• [Instructions for the task] Reproduce the records below verbatim, line for line.

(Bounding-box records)

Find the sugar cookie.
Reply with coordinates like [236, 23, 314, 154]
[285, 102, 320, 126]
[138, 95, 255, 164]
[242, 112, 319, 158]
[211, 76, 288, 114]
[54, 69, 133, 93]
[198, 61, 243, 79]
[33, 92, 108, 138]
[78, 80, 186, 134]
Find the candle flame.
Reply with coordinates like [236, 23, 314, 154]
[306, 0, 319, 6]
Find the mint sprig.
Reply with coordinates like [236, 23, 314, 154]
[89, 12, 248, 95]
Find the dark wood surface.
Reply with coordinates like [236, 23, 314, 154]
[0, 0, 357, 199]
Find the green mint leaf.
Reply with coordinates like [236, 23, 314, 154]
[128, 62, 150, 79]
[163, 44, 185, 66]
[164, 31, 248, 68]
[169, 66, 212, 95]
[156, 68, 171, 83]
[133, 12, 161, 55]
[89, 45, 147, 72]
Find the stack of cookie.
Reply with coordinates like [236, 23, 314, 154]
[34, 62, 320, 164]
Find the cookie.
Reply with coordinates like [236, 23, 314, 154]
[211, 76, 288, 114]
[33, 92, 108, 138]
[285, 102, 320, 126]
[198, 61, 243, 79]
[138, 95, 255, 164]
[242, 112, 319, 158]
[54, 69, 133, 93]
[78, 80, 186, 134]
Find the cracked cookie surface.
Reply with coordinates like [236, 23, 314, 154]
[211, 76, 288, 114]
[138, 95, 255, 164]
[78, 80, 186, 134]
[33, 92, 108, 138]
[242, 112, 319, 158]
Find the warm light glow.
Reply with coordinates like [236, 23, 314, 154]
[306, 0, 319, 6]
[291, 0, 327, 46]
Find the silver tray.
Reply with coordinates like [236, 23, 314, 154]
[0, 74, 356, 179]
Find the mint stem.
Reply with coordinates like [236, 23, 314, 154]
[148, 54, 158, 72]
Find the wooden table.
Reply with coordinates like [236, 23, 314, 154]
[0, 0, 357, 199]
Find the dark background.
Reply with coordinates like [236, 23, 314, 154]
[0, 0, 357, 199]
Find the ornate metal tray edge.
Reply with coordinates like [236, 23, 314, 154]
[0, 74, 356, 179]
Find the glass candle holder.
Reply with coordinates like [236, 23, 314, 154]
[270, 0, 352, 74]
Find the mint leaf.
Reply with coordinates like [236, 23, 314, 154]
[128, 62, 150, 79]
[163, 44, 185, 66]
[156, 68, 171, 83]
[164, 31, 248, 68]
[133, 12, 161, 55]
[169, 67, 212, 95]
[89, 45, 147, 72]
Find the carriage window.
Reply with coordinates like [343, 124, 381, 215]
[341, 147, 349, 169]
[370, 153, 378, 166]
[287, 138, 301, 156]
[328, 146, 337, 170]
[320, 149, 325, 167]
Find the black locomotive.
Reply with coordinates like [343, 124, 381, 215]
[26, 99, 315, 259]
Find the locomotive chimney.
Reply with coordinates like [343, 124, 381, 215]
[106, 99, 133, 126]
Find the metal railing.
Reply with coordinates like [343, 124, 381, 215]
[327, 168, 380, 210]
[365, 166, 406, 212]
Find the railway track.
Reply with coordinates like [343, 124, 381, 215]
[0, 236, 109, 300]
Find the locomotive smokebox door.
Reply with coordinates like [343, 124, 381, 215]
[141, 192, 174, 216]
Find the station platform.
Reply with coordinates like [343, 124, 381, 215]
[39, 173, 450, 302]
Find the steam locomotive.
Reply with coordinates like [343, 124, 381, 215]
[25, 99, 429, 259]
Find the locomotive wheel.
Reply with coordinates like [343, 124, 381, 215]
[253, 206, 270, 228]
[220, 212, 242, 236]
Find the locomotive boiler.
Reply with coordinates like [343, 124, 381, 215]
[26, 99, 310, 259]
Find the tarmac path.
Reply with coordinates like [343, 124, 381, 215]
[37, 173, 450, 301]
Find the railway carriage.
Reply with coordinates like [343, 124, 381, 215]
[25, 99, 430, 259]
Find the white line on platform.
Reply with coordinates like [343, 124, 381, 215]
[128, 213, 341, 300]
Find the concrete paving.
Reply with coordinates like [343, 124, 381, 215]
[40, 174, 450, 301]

• [Output of the exercise]
Find the sugar cookie.
Reply with coordinates like [236, 23, 314, 154]
[285, 102, 320, 126]
[138, 95, 255, 164]
[242, 112, 319, 158]
[211, 76, 288, 114]
[54, 69, 133, 93]
[198, 61, 243, 79]
[33, 92, 108, 138]
[78, 80, 186, 134]
Find the candle flame.
Reply with coordinates like [236, 23, 314, 154]
[306, 0, 319, 6]
Find the mint sprig.
Reply with coordinates like [236, 23, 314, 154]
[89, 12, 248, 95]
Find the dark wood surface.
Reply with coordinates like [236, 23, 314, 154]
[0, 0, 357, 199]
Find the green mint leaf.
Reply with coordinates like [236, 23, 314, 154]
[128, 62, 150, 79]
[163, 44, 185, 66]
[164, 31, 248, 68]
[169, 66, 212, 95]
[156, 68, 171, 83]
[133, 12, 161, 55]
[89, 45, 147, 72]
Find the stack of cookie.
Reply with coordinates like [236, 23, 314, 154]
[34, 62, 320, 164]
Find the cookie.
Reply with coordinates like [236, 23, 314, 154]
[211, 76, 288, 114]
[33, 92, 108, 138]
[285, 102, 320, 126]
[198, 61, 243, 79]
[138, 95, 255, 164]
[242, 112, 319, 158]
[54, 69, 133, 93]
[78, 80, 186, 134]
Find the cracked cookie surface.
Reply with coordinates like [236, 23, 314, 154]
[211, 76, 288, 114]
[138, 95, 255, 164]
[78, 80, 186, 134]
[33, 92, 108, 138]
[242, 112, 319, 158]
Find the warm light glow.
Reply with coordinates like [236, 23, 314, 154]
[306, 0, 319, 6]
[291, 0, 327, 46]
Find the silver tray.
Reply with coordinates like [236, 23, 314, 154]
[0, 74, 356, 179]
Find the mint stem.
Reply with coordinates like [236, 23, 314, 154]
[148, 54, 158, 72]
Find the wooden table.
Reply with coordinates like [236, 23, 314, 154]
[0, 0, 357, 199]
Find the dark background.
Reply with coordinates like [236, 23, 314, 154]
[0, 0, 357, 199]
Find the ornate metal tray edge.
Reply with coordinates like [236, 23, 314, 154]
[0, 74, 356, 179]
Find the glass candle holder.
Reply with coordinates like [236, 23, 314, 154]
[270, 0, 352, 74]
Find the mint leaf.
Reply with coordinates like [236, 23, 314, 154]
[128, 62, 150, 79]
[163, 44, 185, 66]
[156, 68, 171, 83]
[164, 31, 248, 68]
[133, 12, 161, 55]
[169, 67, 212, 95]
[89, 45, 147, 72]
Find the carriage window.
Reply with coordinates like [343, 124, 381, 215]
[341, 147, 349, 169]
[370, 153, 378, 166]
[287, 138, 301, 156]
[328, 146, 337, 170]
[320, 149, 325, 167]
Find the black locomotive.
Reply with coordinates like [343, 124, 381, 215]
[26, 99, 315, 259]
Find the locomotive chimney.
Reply with coordinates like [343, 124, 381, 215]
[106, 99, 133, 126]
Find the metal railing.
Reply with coordinates like [343, 124, 381, 215]
[327, 168, 380, 210]
[365, 166, 406, 212]
Find the railway track.
Reply with coordinates like [343, 124, 381, 215]
[0, 236, 109, 300]
Find the locomotive smokebox door.
Reply with coordinates like [343, 124, 381, 215]
[141, 192, 174, 216]
Find the station platform.
Reply with coordinates like [343, 124, 381, 215]
[39, 173, 450, 302]
Find the steam locomotive.
Reply with coordinates like [343, 124, 381, 215]
[25, 99, 429, 259]
Find the locomotive wheel.
Reply with coordinates like [343, 124, 381, 215]
[253, 206, 270, 228]
[220, 212, 242, 236]
Find the locomotive boiler.
Reply with coordinates like [343, 124, 381, 215]
[26, 99, 310, 259]
Find the tarmac path.
Reply with coordinates like [343, 124, 381, 215]
[37, 173, 450, 301]
Find the railway carriage.
Reply with coordinates like [343, 124, 381, 215]
[25, 99, 430, 259]
Find the white line on platform.
Reply with coordinates like [343, 124, 381, 215]
[128, 213, 341, 300]
Find the concrete paving.
Reply with coordinates like [343, 124, 381, 215]
[40, 174, 450, 301]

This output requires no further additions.